● **DIRECTIONS**
Would you retype the whole listing exactly, leaving its pictures out?

*** Opening of DATASET RECORDS ***

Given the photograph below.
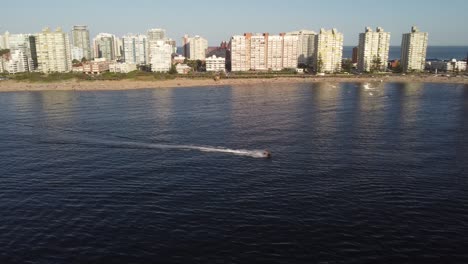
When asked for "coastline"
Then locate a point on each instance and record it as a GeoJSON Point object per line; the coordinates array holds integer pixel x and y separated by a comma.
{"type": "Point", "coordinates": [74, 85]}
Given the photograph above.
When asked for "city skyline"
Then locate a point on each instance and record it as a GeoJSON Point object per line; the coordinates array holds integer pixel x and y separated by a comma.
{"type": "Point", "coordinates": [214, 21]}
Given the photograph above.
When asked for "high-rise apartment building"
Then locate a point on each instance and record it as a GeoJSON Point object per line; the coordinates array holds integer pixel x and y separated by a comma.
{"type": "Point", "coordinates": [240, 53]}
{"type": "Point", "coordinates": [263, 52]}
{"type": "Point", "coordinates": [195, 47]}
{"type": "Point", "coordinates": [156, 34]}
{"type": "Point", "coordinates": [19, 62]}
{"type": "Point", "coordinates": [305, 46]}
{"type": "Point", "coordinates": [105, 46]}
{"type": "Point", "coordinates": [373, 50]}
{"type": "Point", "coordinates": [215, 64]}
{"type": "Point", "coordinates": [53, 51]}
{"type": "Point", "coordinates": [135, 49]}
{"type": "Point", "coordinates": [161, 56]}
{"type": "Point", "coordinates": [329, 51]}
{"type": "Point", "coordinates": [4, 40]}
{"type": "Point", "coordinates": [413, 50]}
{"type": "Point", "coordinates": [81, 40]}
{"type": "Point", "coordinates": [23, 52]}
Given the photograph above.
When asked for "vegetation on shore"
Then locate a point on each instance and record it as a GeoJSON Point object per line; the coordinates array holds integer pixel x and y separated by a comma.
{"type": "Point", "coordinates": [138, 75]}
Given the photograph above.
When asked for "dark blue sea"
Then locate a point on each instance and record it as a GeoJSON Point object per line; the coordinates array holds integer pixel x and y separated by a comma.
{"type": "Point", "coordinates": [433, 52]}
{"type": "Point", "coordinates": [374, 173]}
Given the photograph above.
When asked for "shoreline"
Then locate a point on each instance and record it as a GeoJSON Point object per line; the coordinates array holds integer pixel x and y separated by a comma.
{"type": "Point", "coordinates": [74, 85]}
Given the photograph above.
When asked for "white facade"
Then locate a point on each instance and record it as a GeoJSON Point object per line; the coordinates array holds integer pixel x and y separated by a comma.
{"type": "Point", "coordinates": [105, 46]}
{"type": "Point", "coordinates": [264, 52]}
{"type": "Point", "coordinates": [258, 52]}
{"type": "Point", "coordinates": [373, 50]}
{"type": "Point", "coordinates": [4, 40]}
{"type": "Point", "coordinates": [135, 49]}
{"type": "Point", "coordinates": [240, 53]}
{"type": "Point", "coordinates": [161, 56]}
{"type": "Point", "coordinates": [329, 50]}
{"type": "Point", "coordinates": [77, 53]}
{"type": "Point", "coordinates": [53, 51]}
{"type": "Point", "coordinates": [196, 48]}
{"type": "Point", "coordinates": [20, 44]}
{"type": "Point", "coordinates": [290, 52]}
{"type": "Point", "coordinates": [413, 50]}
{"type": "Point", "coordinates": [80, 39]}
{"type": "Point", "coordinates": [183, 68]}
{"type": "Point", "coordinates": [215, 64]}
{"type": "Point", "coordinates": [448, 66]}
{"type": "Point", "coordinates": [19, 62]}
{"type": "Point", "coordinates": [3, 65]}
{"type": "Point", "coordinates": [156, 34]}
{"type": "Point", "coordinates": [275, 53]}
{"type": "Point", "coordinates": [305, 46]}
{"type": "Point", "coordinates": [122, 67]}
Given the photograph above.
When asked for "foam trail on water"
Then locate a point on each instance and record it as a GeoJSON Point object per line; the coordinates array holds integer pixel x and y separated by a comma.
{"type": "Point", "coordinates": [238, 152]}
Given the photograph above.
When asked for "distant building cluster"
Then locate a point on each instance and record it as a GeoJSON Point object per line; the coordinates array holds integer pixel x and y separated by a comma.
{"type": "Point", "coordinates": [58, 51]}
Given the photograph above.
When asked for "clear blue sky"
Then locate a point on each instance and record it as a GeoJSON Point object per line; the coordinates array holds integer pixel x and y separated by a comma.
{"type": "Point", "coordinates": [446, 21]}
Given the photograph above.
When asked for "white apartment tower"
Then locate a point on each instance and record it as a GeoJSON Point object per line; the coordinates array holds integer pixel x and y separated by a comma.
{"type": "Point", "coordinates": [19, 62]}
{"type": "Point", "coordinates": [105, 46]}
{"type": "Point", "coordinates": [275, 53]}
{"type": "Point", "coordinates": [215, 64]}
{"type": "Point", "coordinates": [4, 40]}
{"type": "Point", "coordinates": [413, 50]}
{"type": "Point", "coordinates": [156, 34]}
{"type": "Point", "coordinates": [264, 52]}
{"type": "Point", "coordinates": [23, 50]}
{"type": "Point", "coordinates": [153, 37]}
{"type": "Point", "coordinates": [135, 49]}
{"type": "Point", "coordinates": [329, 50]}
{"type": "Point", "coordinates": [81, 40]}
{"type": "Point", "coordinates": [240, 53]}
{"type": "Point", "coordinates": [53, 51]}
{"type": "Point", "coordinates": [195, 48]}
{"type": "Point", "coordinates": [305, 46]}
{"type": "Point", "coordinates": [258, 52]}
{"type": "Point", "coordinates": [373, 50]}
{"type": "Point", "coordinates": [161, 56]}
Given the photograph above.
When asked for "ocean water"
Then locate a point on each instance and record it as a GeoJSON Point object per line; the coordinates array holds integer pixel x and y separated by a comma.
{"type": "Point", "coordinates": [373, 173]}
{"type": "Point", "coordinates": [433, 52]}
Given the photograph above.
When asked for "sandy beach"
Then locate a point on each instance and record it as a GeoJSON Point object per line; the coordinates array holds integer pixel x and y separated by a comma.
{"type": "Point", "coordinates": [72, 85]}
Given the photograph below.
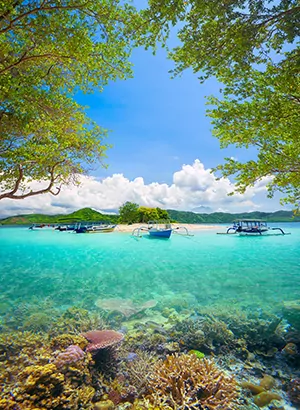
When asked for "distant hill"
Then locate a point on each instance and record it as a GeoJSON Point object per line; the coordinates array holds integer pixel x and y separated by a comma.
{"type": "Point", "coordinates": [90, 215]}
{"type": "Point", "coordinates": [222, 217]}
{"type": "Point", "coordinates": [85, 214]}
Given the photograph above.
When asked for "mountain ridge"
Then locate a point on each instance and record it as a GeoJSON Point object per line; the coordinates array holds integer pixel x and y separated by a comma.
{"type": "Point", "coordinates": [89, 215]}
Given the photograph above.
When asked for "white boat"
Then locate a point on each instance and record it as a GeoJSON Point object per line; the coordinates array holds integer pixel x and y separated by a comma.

*** Close of DATASET RECORDS ***

● **SOLUTION TO THIS TASK**
Given the photograph below.
When asked for "coastline"
Then locate a point on each instance and record it as a GeoJSON Point object per line; the coordinates array holds integer pixel x and y separated by a comma.
{"type": "Point", "coordinates": [74, 85]}
Given the photograph above.
When asked for "city skyline"
Then locate a point on each instance and record it as a GeoJSON Point object per line; the coordinates array holds integer pixel x and y separated by a comma.
{"type": "Point", "coordinates": [214, 21]}
Given the photograph above.
When asked for "high-rise apartment building"
Then locate a point on each instance and record it as a GeoJSON Point object per line; the coordinates array holds integer pixel x and y separated by a comma.
{"type": "Point", "coordinates": [240, 53]}
{"type": "Point", "coordinates": [263, 52]}
{"type": "Point", "coordinates": [195, 47]}
{"type": "Point", "coordinates": [156, 34]}
{"type": "Point", "coordinates": [19, 62]}
{"type": "Point", "coordinates": [305, 46]}
{"type": "Point", "coordinates": [105, 46]}
{"type": "Point", "coordinates": [373, 50]}
{"type": "Point", "coordinates": [215, 64]}
{"type": "Point", "coordinates": [53, 51]}
{"type": "Point", "coordinates": [135, 49]}
{"type": "Point", "coordinates": [161, 56]}
{"type": "Point", "coordinates": [329, 51]}
{"type": "Point", "coordinates": [4, 40]}
{"type": "Point", "coordinates": [413, 50]}
{"type": "Point", "coordinates": [81, 40]}
{"type": "Point", "coordinates": [23, 52]}
Given the photograph above.
When asked for "vegetation on shore"
Then locate a point on each instance and record it as a GeoJSON Point object per line; the coordinates array holds integer pixel x and y separated by a comma.
{"type": "Point", "coordinates": [138, 75]}
Given the photograph above.
When asked for "dark blue sea"
Then locate a point on each instance and record it as a GeoJSON Point object per line; the coordinates array holds integer pixel x and y separated by a comma.
{"type": "Point", "coordinates": [433, 52]}
{"type": "Point", "coordinates": [374, 173]}
Given the photograph above.
When asked for "shoreline"
Then locate a point on each instance and record it as a GeoJSON Point object per line; the coordinates array holds integer pixel x and y separated by a comma.
{"type": "Point", "coordinates": [74, 85]}
Given the photograph above.
When asked for "white facade"
Then locate a point on each instance and record it as a GeoJSON Point object per line; the coordinates array holds integer pixel x and y separated by a comma.
{"type": "Point", "coordinates": [105, 46]}
{"type": "Point", "coordinates": [264, 52]}
{"type": "Point", "coordinates": [258, 52]}
{"type": "Point", "coordinates": [373, 50]}
{"type": "Point", "coordinates": [4, 40]}
{"type": "Point", "coordinates": [135, 49]}
{"type": "Point", "coordinates": [240, 53]}
{"type": "Point", "coordinates": [161, 56]}
{"type": "Point", "coordinates": [329, 50]}
{"type": "Point", "coordinates": [77, 53]}
{"type": "Point", "coordinates": [53, 51]}
{"type": "Point", "coordinates": [196, 48]}
{"type": "Point", "coordinates": [20, 44]}
{"type": "Point", "coordinates": [290, 52]}
{"type": "Point", "coordinates": [413, 50]}
{"type": "Point", "coordinates": [80, 39]}
{"type": "Point", "coordinates": [183, 68]}
{"type": "Point", "coordinates": [215, 64]}
{"type": "Point", "coordinates": [448, 66]}
{"type": "Point", "coordinates": [19, 62]}
{"type": "Point", "coordinates": [3, 65]}
{"type": "Point", "coordinates": [156, 34]}
{"type": "Point", "coordinates": [275, 53]}
{"type": "Point", "coordinates": [305, 46]}
{"type": "Point", "coordinates": [122, 67]}
Given the photograph above.
When asked for "foam trail on water"
Then locate a point on each instance and record it as a GeoJSON Point object per line; the coordinates array holds integer pixel x and y separated by a comma.
{"type": "Point", "coordinates": [238, 152]}
Given the photograph above.
When asked for "distant building cluster"
Then locate a point on each instance and record it as a GeoJSON Point object per line; the coordinates array holds integer pixel x and y separated by a comma.
{"type": "Point", "coordinates": [58, 51]}
Given the photograph above.
When asked for "clear blue sky"
Then locate a point on each instance and record it as a GeoJSON Point object per line; the coordinates array holds integer pixel x and y separated by a comma.
{"type": "Point", "coordinates": [446, 21]}
Given the photograph above.
When asked for "white apartment tower"
Then locate a point on each instance and record it as a GeoJSON Point object per line; the coordinates array holds integer pixel x and y separated by a comma.
{"type": "Point", "coordinates": [19, 62]}
{"type": "Point", "coordinates": [105, 46]}
{"type": "Point", "coordinates": [275, 53]}
{"type": "Point", "coordinates": [215, 64]}
{"type": "Point", "coordinates": [4, 40]}
{"type": "Point", "coordinates": [413, 50]}
{"type": "Point", "coordinates": [156, 34]}
{"type": "Point", "coordinates": [264, 52]}
{"type": "Point", "coordinates": [23, 50]}
{"type": "Point", "coordinates": [153, 37]}
{"type": "Point", "coordinates": [135, 49]}
{"type": "Point", "coordinates": [329, 50]}
{"type": "Point", "coordinates": [81, 40]}
{"type": "Point", "coordinates": [240, 53]}
{"type": "Point", "coordinates": [53, 51]}
{"type": "Point", "coordinates": [195, 48]}
{"type": "Point", "coordinates": [305, 46]}
{"type": "Point", "coordinates": [258, 52]}
{"type": "Point", "coordinates": [373, 50]}
{"type": "Point", "coordinates": [161, 56]}
Given the photograph above.
When asked for "ocean water"
Then locate a point on each instance and record it as a GeoJSON Point object per line; the coordinates array holds integer pixel x and y separated by a comma.
{"type": "Point", "coordinates": [373, 173]}
{"type": "Point", "coordinates": [433, 52]}
Given the photograph above.
When asked for "sandy beach"
Then locate a point on each instance and record it as a GeoJSON Point object per line; the coordinates array holds integer pixel x and y separated by a comma.
{"type": "Point", "coordinates": [72, 85]}
Given the photograph below.
When asked for "distant hill"
Then locate a point on each instance and record it as a GeoJSON Point object per line; the coordinates array holds integer pixel x and y separated by a comma.
{"type": "Point", "coordinates": [90, 215]}
{"type": "Point", "coordinates": [222, 217]}
{"type": "Point", "coordinates": [85, 214]}
Given the photograph above.
When asked for "mountain ridge"
Then locate a point on each instance and record it as a GeoJSON Point object per line; the coordinates array holds integer pixel x and y separated by a comma.
{"type": "Point", "coordinates": [89, 215]}
Given the photograph above.
When asked for "white boat"
Then locate a point on each instance and record it as a GeoJSON Point object per line; the coordinates array holds integer pixel x and y separated by a comma.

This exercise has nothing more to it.